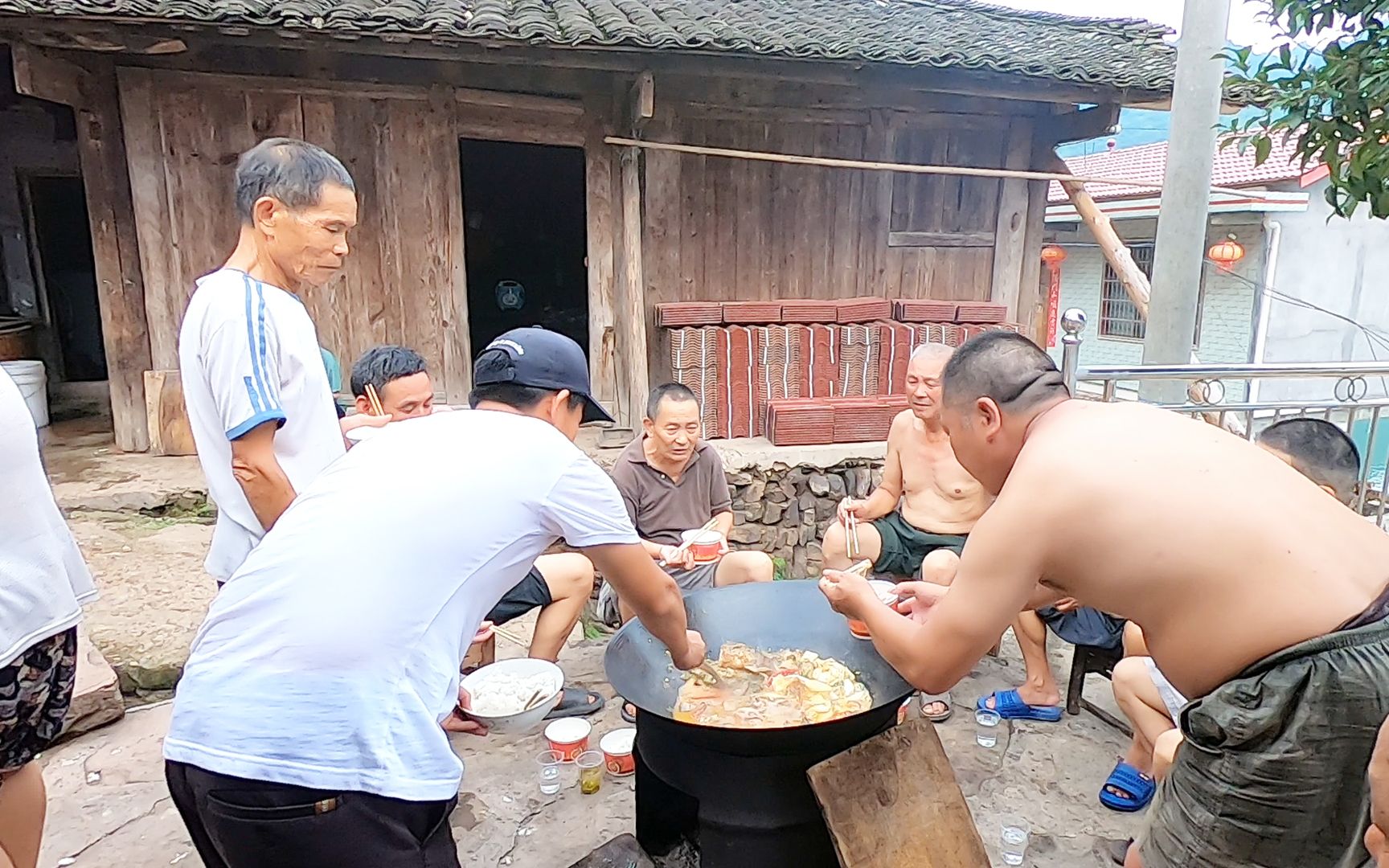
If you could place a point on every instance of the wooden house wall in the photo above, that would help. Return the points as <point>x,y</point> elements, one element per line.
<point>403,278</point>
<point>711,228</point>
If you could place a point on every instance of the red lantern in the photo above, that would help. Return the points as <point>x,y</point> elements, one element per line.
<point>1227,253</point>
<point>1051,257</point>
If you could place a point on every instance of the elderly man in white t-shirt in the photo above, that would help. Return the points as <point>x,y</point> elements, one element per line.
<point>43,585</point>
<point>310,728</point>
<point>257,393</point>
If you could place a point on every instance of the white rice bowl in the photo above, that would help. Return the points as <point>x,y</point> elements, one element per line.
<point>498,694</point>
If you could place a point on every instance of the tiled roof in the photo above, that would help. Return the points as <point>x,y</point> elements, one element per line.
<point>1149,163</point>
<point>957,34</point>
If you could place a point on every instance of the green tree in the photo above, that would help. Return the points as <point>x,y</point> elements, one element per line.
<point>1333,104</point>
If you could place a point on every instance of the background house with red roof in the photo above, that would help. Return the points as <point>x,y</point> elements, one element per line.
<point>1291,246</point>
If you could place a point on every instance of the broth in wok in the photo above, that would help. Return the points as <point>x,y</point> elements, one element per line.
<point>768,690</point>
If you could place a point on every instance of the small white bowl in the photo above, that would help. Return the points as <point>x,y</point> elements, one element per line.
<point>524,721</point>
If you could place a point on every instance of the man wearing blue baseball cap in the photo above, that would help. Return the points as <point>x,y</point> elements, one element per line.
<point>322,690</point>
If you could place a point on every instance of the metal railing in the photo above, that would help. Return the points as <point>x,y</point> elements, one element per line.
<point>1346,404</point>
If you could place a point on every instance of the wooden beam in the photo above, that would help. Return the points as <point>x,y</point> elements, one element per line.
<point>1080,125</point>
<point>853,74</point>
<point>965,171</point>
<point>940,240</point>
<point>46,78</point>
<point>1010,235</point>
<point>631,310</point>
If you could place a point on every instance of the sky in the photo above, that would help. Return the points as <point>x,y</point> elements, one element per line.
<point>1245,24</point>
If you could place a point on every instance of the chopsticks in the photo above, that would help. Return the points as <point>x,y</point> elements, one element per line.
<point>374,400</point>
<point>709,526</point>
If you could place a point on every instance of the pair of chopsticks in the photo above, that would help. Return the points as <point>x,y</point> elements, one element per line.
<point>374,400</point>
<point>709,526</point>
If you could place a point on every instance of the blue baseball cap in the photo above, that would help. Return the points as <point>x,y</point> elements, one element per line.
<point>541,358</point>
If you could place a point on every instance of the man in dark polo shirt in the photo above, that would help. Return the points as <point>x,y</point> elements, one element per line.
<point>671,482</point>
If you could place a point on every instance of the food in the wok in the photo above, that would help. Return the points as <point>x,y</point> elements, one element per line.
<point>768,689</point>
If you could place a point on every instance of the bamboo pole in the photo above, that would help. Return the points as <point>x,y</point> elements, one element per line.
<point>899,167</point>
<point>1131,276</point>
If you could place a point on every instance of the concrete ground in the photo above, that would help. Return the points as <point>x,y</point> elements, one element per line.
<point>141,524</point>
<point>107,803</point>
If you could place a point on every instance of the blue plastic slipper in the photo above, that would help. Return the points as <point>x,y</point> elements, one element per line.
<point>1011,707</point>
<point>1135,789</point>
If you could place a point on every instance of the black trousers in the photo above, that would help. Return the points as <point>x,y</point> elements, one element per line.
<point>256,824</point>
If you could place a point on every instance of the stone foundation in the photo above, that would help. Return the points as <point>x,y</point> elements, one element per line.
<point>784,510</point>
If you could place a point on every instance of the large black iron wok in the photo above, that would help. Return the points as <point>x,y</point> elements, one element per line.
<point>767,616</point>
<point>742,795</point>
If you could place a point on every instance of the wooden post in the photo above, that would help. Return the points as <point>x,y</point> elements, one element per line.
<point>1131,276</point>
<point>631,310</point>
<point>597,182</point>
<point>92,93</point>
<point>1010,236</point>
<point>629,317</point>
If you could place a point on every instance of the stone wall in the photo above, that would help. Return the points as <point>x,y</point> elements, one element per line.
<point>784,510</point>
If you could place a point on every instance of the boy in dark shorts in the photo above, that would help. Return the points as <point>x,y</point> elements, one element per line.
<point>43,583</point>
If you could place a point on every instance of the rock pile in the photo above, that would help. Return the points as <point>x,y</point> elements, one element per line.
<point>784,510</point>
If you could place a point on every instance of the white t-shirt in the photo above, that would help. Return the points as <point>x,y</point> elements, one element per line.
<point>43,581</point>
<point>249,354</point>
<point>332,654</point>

=-=-=

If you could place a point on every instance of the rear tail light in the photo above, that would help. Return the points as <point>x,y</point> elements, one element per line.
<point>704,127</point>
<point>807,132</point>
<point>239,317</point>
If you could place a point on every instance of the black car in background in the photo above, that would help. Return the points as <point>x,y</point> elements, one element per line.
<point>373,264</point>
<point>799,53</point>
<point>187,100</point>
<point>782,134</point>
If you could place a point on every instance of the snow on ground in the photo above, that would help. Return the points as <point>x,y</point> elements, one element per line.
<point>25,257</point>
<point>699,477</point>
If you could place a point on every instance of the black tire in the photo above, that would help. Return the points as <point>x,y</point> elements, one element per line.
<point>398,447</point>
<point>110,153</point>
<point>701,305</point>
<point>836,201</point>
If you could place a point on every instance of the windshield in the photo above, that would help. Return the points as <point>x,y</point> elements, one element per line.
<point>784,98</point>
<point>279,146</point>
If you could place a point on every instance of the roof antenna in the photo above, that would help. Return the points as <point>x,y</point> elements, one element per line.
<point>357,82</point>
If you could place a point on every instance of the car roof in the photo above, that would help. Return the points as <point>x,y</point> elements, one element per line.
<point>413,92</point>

=-=-=

Revise the stretch of records from the line containing "of the small" through the line containing "<point>1245,24</point>" by changing "instance" to "occurrence" and leaving everything else intact. Return only those lines.

(FULL RESPONSE)
If you could place a point on every occurrence of the small white bowl in the photo above, that would help. Return the points as <point>x,y</point> elements, one element per line.
<point>524,721</point>
If you could place a point on every occurrence of the man wearing blue baseball cap in the photo above, that would help. Return the points as <point>x,y</point> elements, one element per line.
<point>322,690</point>
If you could place a point on every occurrence of the metal railing in the photo above, that would help. Return the points as <point>x,y</point> elements, one element per line.
<point>1346,404</point>
If you could place a point on every occurrence of the wooden beam in the photo above, that would help. Return the points as <point>x,y</point> elements, one element per line.
<point>1080,125</point>
<point>853,74</point>
<point>965,171</point>
<point>940,240</point>
<point>46,78</point>
<point>1010,235</point>
<point>631,310</point>
If you could place a point on every occurrence of the sky in the photo above, that would help. Return the points as <point>x,y</point> elements, one element per line.
<point>1245,24</point>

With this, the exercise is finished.